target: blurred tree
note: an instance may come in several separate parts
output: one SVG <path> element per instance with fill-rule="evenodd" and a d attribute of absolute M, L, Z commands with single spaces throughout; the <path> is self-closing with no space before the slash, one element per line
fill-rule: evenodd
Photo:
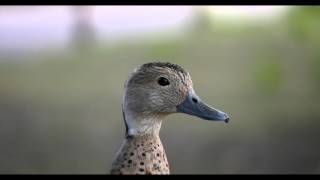
<path fill-rule="evenodd" d="M 318 35 L 320 28 L 320 6 L 291 8 L 287 16 L 287 25 L 295 39 L 312 39 L 314 35 Z"/>
<path fill-rule="evenodd" d="M 212 18 L 206 6 L 193 7 L 191 33 L 197 37 L 208 37 L 212 33 Z"/>
<path fill-rule="evenodd" d="M 92 7 L 73 6 L 74 16 L 72 43 L 77 49 L 88 48 L 95 43 L 95 30 L 92 25 Z"/>
<path fill-rule="evenodd" d="M 283 84 L 283 70 L 279 61 L 266 59 L 256 67 L 255 78 L 258 88 L 265 94 L 275 95 Z"/>

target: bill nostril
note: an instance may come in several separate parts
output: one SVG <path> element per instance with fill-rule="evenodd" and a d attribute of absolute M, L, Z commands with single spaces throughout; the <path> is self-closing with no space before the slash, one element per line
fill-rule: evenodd
<path fill-rule="evenodd" d="M 197 100 L 196 98 L 192 98 L 192 101 L 193 101 L 194 103 L 198 103 L 198 100 Z"/>

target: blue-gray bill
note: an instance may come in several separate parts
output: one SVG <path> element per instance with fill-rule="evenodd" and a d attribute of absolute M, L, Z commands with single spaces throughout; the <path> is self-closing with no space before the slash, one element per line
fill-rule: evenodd
<path fill-rule="evenodd" d="M 193 92 L 189 92 L 187 98 L 177 106 L 178 112 L 197 116 L 202 119 L 211 121 L 229 122 L 229 116 L 217 109 L 210 107 L 201 101 L 201 99 Z"/>

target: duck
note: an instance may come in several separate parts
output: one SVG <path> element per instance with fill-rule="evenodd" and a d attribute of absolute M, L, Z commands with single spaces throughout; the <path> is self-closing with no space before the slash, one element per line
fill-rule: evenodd
<path fill-rule="evenodd" d="M 166 117 L 185 113 L 199 119 L 229 122 L 229 115 L 207 105 L 195 93 L 189 73 L 169 62 L 145 63 L 125 82 L 122 102 L 125 138 L 110 174 L 170 174 L 159 132 Z"/>

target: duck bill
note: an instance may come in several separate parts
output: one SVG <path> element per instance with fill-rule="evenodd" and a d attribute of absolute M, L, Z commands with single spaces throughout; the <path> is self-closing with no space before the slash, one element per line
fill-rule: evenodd
<path fill-rule="evenodd" d="M 224 121 L 227 123 L 230 119 L 226 113 L 202 102 L 194 91 L 188 93 L 186 99 L 177 106 L 177 111 L 210 121 Z"/>

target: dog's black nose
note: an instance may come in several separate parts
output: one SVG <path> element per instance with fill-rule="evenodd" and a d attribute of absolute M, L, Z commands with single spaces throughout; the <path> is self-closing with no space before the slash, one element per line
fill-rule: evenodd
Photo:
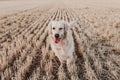
<path fill-rule="evenodd" d="M 59 38 L 59 34 L 55 34 L 55 38 Z"/>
──────────
Rewrite every item above, putting "label" wherever "target" appears and keeping everything else unchanged. Leave the pictures out.

label: blurred tree
note: an instance may come in several separate parts
output: one SVG <path> element per instance with fill-rule="evenodd" and a d attribute of absolute M, L, Z commands with single spaces throughout; the <path> is self-closing with no space before the slash, one element per line
fill-rule: evenodd
Photo:
<path fill-rule="evenodd" d="M 318 35 L 320 28 L 320 6 L 291 8 L 287 16 L 287 25 L 295 39 L 312 39 L 314 35 Z"/>
<path fill-rule="evenodd" d="M 212 18 L 206 6 L 193 7 L 191 33 L 197 37 L 208 37 L 212 33 Z"/>
<path fill-rule="evenodd" d="M 92 7 L 73 6 L 74 16 L 72 43 L 77 49 L 88 48 L 95 43 L 95 30 L 92 25 Z"/>
<path fill-rule="evenodd" d="M 283 84 L 283 70 L 279 61 L 266 59 L 256 67 L 255 78 L 258 88 L 265 94 L 275 95 Z"/>

label: bill nostril
note: an instance may come in several separate parts
output: one SVG <path> element per instance with fill-rule="evenodd" and a d attribute of absolute M, L, Z commands with single spaces throughout; the <path> is self-closing with no space before the slash, one element per line
fill-rule: evenodd
<path fill-rule="evenodd" d="M 197 100 L 196 98 L 192 98 L 192 101 L 193 101 L 194 103 L 198 103 L 198 100 Z"/>

label: blue-gray bill
note: an instance may come in several separate parts
output: one SVG <path> element per instance with fill-rule="evenodd" and a d attribute of absolute M, L, Z commands with single spaces throughout; the <path> is self-closing with no space before the slash, one element per line
fill-rule: evenodd
<path fill-rule="evenodd" d="M 193 92 L 189 92 L 187 98 L 177 106 L 178 112 L 197 116 L 202 119 L 211 121 L 229 122 L 229 116 L 217 109 L 210 107 L 201 101 L 201 99 Z"/>

label: duck
note: an instance may come in several separate parts
output: one SVG <path> element per instance with fill-rule="evenodd" and a d attribute of absolute M, L, Z commands with single spaces throughout; the <path> is self-closing with no space before the slash, one element per line
fill-rule: evenodd
<path fill-rule="evenodd" d="M 166 117 L 185 113 L 199 119 L 229 122 L 229 115 L 207 105 L 195 93 L 189 73 L 169 62 L 145 63 L 125 82 L 122 102 L 125 138 L 110 174 L 170 174 L 159 132 Z"/>

label: duck bill
note: an instance may come in several separate parts
output: one SVG <path> element per instance with fill-rule="evenodd" and a d attribute of absolute M, L, Z commands with single spaces throughout; the <path> is self-closing with no space before the slash, one element per line
fill-rule: evenodd
<path fill-rule="evenodd" d="M 224 121 L 227 123 L 230 119 L 226 113 L 202 102 L 194 91 L 188 93 L 186 99 L 177 106 L 177 111 L 210 121 Z"/>

label: dog's black nose
note: an instance may come in several separate parts
output: one SVG <path> element per instance with fill-rule="evenodd" and a d attribute of absolute M, L, Z commands with single spaces throughout; the <path> is self-closing with no space before the slash, one element per line
fill-rule: evenodd
Photo:
<path fill-rule="evenodd" d="M 59 38 L 59 34 L 55 34 L 55 38 Z"/>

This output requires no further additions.